▸ **Directions for this task**
Repeat exactly, and only, the lines from the line containing "Can you find the shrub" through the last line of the records below, including both.

(begin)

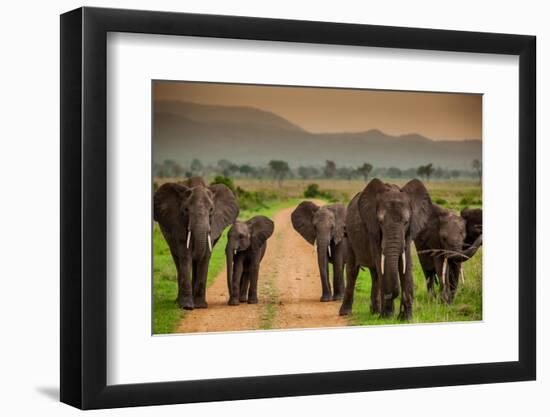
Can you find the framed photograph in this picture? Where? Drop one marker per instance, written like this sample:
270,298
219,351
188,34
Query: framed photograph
257,208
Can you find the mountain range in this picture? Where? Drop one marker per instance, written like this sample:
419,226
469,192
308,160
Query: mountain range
184,131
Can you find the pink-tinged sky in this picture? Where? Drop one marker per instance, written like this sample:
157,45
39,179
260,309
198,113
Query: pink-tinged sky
439,116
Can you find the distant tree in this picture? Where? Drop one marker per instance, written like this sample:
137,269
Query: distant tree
228,182
330,169
304,172
365,170
476,164
425,171
345,173
279,170
197,167
393,172
246,170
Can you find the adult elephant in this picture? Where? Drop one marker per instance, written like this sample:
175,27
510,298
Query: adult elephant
381,222
447,241
474,224
246,246
324,227
192,217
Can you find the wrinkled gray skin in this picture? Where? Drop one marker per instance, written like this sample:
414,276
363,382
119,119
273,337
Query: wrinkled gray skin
444,244
246,246
381,223
474,224
192,216
324,227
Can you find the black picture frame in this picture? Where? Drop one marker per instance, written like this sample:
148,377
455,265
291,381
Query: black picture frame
84,207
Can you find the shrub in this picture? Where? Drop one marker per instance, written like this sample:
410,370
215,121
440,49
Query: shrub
220,179
313,191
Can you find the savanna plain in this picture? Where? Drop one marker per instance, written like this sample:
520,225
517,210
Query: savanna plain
289,284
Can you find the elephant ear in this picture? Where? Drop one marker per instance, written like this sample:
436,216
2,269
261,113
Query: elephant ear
421,205
261,229
302,220
167,205
226,209
340,221
367,207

(end)

▸ **Finished exercise**
Can you find the shrub in this picture? Where? Drop one marker per instance, written like this sample:
410,370
215,121
440,49
Query: shrub
220,179
313,191
Can you find the savanna plain in this picture? Where? Drop one marker per instance, written like this sample:
520,225
517,210
Query: savanna plain
289,284
Can you find the elephant ear in this picture? Where? Drop one marker per instance, written like this sample:
436,216
2,269
261,113
Query: elephant ear
421,205
261,229
302,220
167,205
226,209
340,221
367,207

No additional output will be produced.